__Given exercise__.
Begin at the line that has "Pick out the shrub" and stop after the line that has "<point>99,33</point>". Write those lines out again, requests included, raising every point coordinate in the answers by 77 and leaving the requests and their sample points unchanged.

[start]

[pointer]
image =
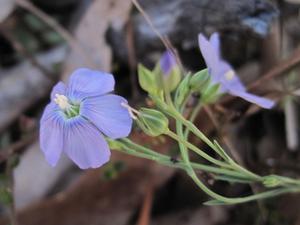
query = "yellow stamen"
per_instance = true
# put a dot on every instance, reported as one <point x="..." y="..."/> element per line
<point x="131" y="110"/>
<point x="229" y="75"/>
<point x="62" y="101"/>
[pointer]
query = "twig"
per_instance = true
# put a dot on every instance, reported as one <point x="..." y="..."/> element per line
<point x="23" y="51"/>
<point x="163" y="39"/>
<point x="17" y="147"/>
<point x="58" y="28"/>
<point x="131" y="58"/>
<point x="283" y="67"/>
<point x="12" y="210"/>
<point x="144" y="217"/>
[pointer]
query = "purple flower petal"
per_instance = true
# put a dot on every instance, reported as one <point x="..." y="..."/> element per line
<point x="85" y="82"/>
<point x="51" y="133"/>
<point x="167" y="62"/>
<point x="262" y="102"/>
<point x="84" y="144"/>
<point x="59" y="88"/>
<point x="215" y="42"/>
<point x="209" y="54"/>
<point x="107" y="113"/>
<point x="229" y="79"/>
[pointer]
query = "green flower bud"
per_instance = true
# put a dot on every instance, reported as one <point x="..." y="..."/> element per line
<point x="169" y="71"/>
<point x="211" y="93"/>
<point x="147" y="80"/>
<point x="152" y="122"/>
<point x="183" y="90"/>
<point x="200" y="80"/>
<point x="271" y="181"/>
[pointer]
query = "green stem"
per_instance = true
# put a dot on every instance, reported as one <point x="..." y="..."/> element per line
<point x="165" y="160"/>
<point x="195" y="149"/>
<point x="178" y="117"/>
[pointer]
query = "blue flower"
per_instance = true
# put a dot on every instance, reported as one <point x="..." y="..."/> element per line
<point x="77" y="117"/>
<point x="167" y="62"/>
<point x="221" y="72"/>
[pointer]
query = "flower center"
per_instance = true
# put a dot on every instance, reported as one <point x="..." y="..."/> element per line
<point x="70" y="110"/>
<point x="62" y="101"/>
<point x="229" y="75"/>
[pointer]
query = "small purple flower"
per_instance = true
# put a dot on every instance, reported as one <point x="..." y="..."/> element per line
<point x="221" y="72"/>
<point x="77" y="116"/>
<point x="167" y="62"/>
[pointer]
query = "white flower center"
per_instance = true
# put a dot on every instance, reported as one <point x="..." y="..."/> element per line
<point x="229" y="75"/>
<point x="62" y="101"/>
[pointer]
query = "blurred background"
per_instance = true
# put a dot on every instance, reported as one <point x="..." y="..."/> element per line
<point x="43" y="41"/>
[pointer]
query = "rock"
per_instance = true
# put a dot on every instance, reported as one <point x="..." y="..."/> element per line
<point x="183" y="20"/>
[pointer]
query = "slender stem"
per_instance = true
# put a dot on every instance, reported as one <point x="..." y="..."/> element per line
<point x="197" y="132"/>
<point x="147" y="153"/>
<point x="196" y="149"/>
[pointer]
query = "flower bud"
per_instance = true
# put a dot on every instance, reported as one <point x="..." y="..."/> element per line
<point x="211" y="93"/>
<point x="271" y="181"/>
<point x="170" y="71"/>
<point x="200" y="80"/>
<point x="152" y="122"/>
<point x="183" y="90"/>
<point x="147" y="80"/>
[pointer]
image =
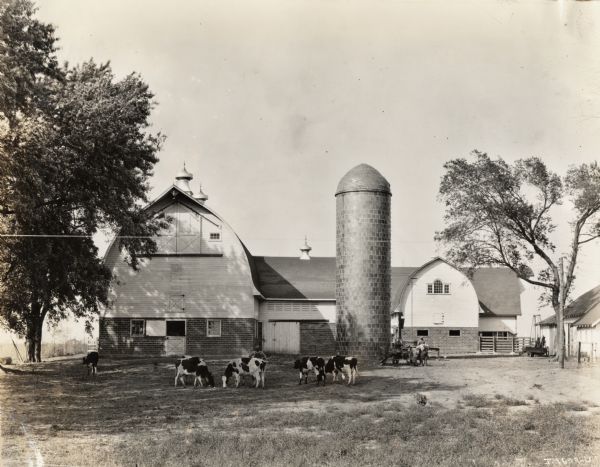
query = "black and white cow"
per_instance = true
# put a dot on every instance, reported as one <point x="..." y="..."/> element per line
<point x="345" y="366"/>
<point x="307" y="364"/>
<point x="419" y="355"/>
<point x="193" y="366"/>
<point x="423" y="354"/>
<point x="245" y="366"/>
<point x="91" y="361"/>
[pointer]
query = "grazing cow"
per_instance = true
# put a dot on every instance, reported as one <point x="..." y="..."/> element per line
<point x="423" y="354"/>
<point x="245" y="366"/>
<point x="341" y="364"/>
<point x="419" y="355"/>
<point x="193" y="366"/>
<point x="307" y="364"/>
<point x="91" y="361"/>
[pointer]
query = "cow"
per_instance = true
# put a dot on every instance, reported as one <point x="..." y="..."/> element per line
<point x="245" y="366"/>
<point x="418" y="355"/>
<point x="307" y="364"/>
<point x="423" y="354"/>
<point x="193" y="366"/>
<point x="342" y="364"/>
<point x="91" y="361"/>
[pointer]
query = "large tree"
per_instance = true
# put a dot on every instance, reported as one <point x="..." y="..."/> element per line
<point x="502" y="214"/>
<point x="75" y="157"/>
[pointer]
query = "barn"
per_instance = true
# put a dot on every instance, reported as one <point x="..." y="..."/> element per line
<point x="204" y="293"/>
<point x="459" y="314"/>
<point x="582" y="325"/>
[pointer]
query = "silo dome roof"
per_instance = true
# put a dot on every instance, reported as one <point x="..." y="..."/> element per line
<point x="363" y="177"/>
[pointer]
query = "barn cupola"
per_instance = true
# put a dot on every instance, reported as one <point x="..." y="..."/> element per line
<point x="182" y="180"/>
<point x="305" y="250"/>
<point x="201" y="197"/>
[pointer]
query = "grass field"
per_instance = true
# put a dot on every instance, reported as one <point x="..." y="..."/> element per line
<point x="506" y="411"/>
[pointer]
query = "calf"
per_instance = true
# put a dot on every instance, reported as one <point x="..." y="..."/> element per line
<point x="193" y="366"/>
<point x="423" y="354"/>
<point x="307" y="364"/>
<point x="245" y="366"/>
<point x="341" y="364"/>
<point x="91" y="361"/>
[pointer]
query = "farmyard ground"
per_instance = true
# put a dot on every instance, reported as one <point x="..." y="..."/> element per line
<point x="503" y="411"/>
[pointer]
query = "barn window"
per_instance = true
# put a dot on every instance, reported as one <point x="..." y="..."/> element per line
<point x="213" y="328"/>
<point x="137" y="327"/>
<point x="438" y="287"/>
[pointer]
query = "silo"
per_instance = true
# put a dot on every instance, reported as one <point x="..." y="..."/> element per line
<point x="363" y="264"/>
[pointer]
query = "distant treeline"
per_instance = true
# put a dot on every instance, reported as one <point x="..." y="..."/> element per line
<point x="49" y="349"/>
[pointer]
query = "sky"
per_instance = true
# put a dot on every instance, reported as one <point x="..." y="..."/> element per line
<point x="270" y="103"/>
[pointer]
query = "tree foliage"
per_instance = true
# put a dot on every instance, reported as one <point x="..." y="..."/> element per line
<point x="502" y="214"/>
<point x="75" y="157"/>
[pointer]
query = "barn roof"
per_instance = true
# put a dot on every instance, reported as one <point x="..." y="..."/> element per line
<point x="498" y="290"/>
<point x="585" y="309"/>
<point x="290" y="278"/>
<point x="286" y="277"/>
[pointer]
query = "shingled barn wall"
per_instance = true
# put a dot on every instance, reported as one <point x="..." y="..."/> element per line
<point x="317" y="338"/>
<point x="237" y="338"/>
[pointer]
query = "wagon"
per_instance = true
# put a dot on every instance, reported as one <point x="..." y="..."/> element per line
<point x="402" y="352"/>
<point x="532" y="351"/>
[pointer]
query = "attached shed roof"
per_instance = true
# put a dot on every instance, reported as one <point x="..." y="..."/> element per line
<point x="585" y="309"/>
<point x="400" y="278"/>
<point x="289" y="278"/>
<point x="285" y="277"/>
<point x="498" y="290"/>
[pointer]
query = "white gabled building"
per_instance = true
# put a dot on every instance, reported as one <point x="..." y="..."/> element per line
<point x="440" y="303"/>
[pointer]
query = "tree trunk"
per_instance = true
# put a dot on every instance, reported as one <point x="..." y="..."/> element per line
<point x="33" y="339"/>
<point x="30" y="344"/>
<point x="560" y="337"/>
<point x="38" y="341"/>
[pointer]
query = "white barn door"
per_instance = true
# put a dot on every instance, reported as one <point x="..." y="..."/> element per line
<point x="282" y="337"/>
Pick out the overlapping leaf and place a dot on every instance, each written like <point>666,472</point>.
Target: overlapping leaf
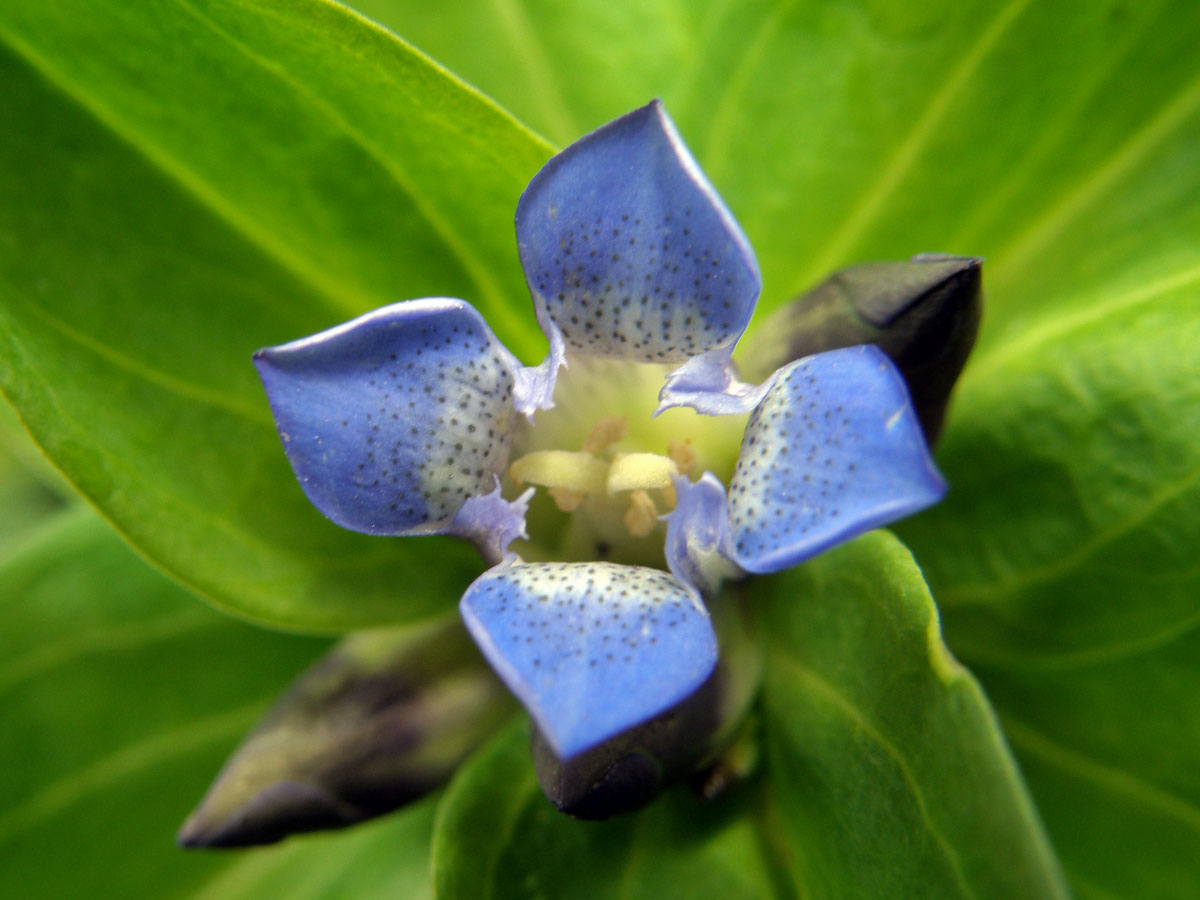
<point>1065,563</point>
<point>185,183</point>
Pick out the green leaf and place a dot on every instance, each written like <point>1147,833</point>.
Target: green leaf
<point>498,837</point>
<point>1065,563</point>
<point>29,489</point>
<point>888,775</point>
<point>1055,139</point>
<point>186,183</point>
<point>119,699</point>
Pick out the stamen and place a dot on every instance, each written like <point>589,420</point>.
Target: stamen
<point>642,515</point>
<point>634,472</point>
<point>561,468</point>
<point>605,433</point>
<point>683,455</point>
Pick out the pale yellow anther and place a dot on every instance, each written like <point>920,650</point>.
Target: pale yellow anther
<point>605,433</point>
<point>640,472</point>
<point>683,456</point>
<point>570,469</point>
<point>642,515</point>
<point>567,499</point>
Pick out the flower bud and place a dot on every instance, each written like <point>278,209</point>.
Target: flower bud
<point>627,772</point>
<point>382,719</point>
<point>924,313</point>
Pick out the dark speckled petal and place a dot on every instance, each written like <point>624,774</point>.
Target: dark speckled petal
<point>591,648</point>
<point>628,250</point>
<point>833,450</point>
<point>394,420</point>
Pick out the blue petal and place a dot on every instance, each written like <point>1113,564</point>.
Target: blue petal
<point>833,450</point>
<point>591,648</point>
<point>628,250</point>
<point>394,420</point>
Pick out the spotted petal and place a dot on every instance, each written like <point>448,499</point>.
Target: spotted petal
<point>834,449</point>
<point>628,250</point>
<point>394,420</point>
<point>591,648</point>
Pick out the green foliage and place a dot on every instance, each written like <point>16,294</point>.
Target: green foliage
<point>119,699</point>
<point>883,775</point>
<point>1065,564</point>
<point>234,175</point>
<point>184,183</point>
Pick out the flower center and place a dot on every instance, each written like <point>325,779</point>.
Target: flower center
<point>609,466</point>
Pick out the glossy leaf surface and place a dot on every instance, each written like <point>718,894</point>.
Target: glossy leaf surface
<point>883,774</point>
<point>1065,562</point>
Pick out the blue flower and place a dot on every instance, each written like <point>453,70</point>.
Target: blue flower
<point>415,420</point>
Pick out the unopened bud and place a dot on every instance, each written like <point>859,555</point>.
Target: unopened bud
<point>685,742</point>
<point>924,313</point>
<point>382,719</point>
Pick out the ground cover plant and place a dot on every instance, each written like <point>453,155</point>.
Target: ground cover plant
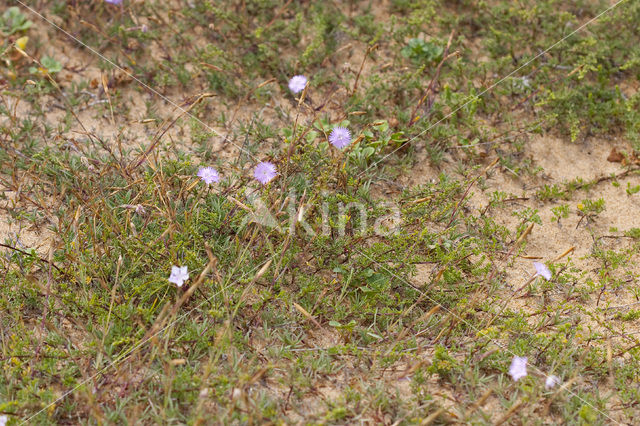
<point>319,212</point>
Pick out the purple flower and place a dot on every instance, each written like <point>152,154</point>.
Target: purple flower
<point>297,83</point>
<point>518,367</point>
<point>208,175</point>
<point>178,275</point>
<point>340,137</point>
<point>542,270</point>
<point>551,382</point>
<point>265,172</point>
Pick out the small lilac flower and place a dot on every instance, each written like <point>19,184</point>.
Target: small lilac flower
<point>297,83</point>
<point>208,175</point>
<point>542,270</point>
<point>551,382</point>
<point>340,137</point>
<point>518,367</point>
<point>265,172</point>
<point>178,275</point>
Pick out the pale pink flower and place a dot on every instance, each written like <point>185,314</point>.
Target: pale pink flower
<point>265,172</point>
<point>542,270</point>
<point>551,382</point>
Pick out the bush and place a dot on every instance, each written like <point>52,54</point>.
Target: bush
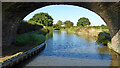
<point>31,37</point>
<point>23,39</point>
<point>103,38</point>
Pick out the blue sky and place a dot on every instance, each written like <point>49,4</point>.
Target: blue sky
<point>68,12</point>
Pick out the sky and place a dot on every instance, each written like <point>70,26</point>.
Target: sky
<point>68,12</point>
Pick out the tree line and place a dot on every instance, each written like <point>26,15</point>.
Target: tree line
<point>45,19</point>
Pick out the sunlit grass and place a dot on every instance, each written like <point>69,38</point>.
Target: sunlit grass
<point>8,57</point>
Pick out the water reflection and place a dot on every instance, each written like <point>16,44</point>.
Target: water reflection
<point>69,49</point>
<point>65,44</point>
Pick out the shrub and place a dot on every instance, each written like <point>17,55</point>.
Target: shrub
<point>103,38</point>
<point>23,39</point>
<point>34,38</point>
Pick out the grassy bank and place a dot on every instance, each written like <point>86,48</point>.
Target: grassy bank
<point>24,42</point>
<point>99,33</point>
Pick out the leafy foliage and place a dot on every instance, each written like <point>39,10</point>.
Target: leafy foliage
<point>83,22</point>
<point>103,38</point>
<point>25,26</point>
<point>68,24</point>
<point>56,26</point>
<point>33,38</point>
<point>59,23</point>
<point>42,19</point>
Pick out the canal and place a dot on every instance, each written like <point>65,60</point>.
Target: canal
<point>64,49</point>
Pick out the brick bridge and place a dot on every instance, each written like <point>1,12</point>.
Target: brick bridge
<point>14,12</point>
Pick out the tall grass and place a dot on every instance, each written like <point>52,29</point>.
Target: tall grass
<point>32,38</point>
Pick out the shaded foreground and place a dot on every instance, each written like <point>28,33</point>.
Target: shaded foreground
<point>64,49</point>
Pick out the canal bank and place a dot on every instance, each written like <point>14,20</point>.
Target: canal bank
<point>94,36</point>
<point>21,57</point>
<point>65,49</point>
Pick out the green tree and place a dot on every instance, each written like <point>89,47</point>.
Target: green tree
<point>42,19</point>
<point>68,24</point>
<point>56,26</point>
<point>83,22</point>
<point>59,23</point>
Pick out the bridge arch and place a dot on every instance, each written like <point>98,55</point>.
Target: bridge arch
<point>14,12</point>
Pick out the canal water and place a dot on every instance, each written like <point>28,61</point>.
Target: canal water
<point>65,49</point>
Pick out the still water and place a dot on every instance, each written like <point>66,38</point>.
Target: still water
<point>64,49</point>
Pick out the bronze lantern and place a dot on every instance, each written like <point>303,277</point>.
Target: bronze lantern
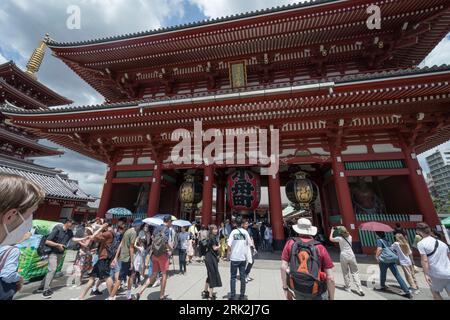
<point>301,191</point>
<point>191,191</point>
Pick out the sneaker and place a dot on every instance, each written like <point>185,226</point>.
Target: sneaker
<point>47,294</point>
<point>407,295</point>
<point>38,291</point>
<point>96,293</point>
<point>156,284</point>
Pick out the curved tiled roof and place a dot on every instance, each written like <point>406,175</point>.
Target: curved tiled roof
<point>55,184</point>
<point>56,98</point>
<point>52,43</point>
<point>337,79</point>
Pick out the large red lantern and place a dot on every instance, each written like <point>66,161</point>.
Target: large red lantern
<point>244,190</point>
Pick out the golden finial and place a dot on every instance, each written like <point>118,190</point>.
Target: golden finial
<point>37,57</point>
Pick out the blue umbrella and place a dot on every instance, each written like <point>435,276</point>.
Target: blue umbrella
<point>162,216</point>
<point>154,222</point>
<point>182,223</point>
<point>120,212</point>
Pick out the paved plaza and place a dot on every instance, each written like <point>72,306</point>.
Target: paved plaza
<point>266,284</point>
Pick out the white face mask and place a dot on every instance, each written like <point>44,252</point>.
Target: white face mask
<point>14,237</point>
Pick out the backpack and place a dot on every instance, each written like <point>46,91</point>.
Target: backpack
<point>112,249</point>
<point>305,275</point>
<point>387,255</point>
<point>159,244</point>
<point>43,249</point>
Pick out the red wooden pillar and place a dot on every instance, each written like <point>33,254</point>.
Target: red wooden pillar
<point>343,194</point>
<point>155,191</point>
<point>420,189</point>
<point>276,211</point>
<point>325,209</point>
<point>220,204</point>
<point>208,183</point>
<point>106,193</point>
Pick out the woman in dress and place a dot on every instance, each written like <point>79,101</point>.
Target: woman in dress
<point>212,265</point>
<point>190,251</point>
<point>404,253</point>
<point>347,258</point>
<point>222,242</point>
<point>83,260</point>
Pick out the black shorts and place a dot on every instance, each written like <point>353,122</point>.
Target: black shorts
<point>101,270</point>
<point>125,271</point>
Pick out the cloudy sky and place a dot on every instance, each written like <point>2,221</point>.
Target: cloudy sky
<point>24,22</point>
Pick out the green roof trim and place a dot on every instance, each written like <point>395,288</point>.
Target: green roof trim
<point>375,165</point>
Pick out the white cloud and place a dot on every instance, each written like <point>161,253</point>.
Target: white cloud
<point>220,8</point>
<point>440,55</point>
<point>2,59</point>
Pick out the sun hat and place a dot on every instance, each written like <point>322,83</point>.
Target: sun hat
<point>305,227</point>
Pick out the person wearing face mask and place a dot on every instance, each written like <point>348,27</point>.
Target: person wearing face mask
<point>57,240</point>
<point>19,199</point>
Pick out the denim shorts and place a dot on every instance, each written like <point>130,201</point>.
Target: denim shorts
<point>150,268</point>
<point>115,270</point>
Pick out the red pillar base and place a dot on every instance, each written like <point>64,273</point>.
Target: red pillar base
<point>106,194</point>
<point>276,212</point>
<point>155,191</point>
<point>208,183</point>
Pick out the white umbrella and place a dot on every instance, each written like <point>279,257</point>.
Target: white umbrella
<point>182,223</point>
<point>154,222</point>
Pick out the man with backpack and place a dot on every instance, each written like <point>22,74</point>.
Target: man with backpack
<point>55,245</point>
<point>435,258</point>
<point>105,237</point>
<point>125,256</point>
<point>306,266</point>
<point>160,252</point>
<point>239,244</point>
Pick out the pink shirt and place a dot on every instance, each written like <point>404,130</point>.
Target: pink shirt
<point>325,259</point>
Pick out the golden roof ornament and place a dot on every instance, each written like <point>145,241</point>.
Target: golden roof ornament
<point>37,57</point>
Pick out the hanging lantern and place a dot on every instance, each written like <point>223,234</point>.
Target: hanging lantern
<point>301,191</point>
<point>191,191</point>
<point>244,190</point>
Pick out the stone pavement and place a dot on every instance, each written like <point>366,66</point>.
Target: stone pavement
<point>266,286</point>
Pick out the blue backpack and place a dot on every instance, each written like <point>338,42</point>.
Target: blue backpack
<point>387,255</point>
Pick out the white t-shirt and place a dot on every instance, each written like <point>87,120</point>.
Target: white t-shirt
<point>239,243</point>
<point>346,248</point>
<point>404,259</point>
<point>268,234</point>
<point>439,263</point>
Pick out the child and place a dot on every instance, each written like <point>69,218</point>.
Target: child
<point>139,264</point>
<point>403,250</point>
<point>190,250</point>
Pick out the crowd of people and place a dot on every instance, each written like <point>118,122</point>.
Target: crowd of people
<point>134,255</point>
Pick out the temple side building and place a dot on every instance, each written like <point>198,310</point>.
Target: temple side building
<point>350,106</point>
<point>18,146</point>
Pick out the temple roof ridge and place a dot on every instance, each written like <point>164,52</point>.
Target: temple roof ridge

[end]

__Expected output__.
Pick out the shrub and place a dot on every instance, each written like <point>17,55</point>.
Target: shrub
<point>180,115</point>
<point>100,116</point>
<point>111,115</point>
Pick out the grassy bank and place a dot on every instance, each written like <point>86,48</point>.
Target: grassy bank
<point>101,119</point>
<point>176,110</point>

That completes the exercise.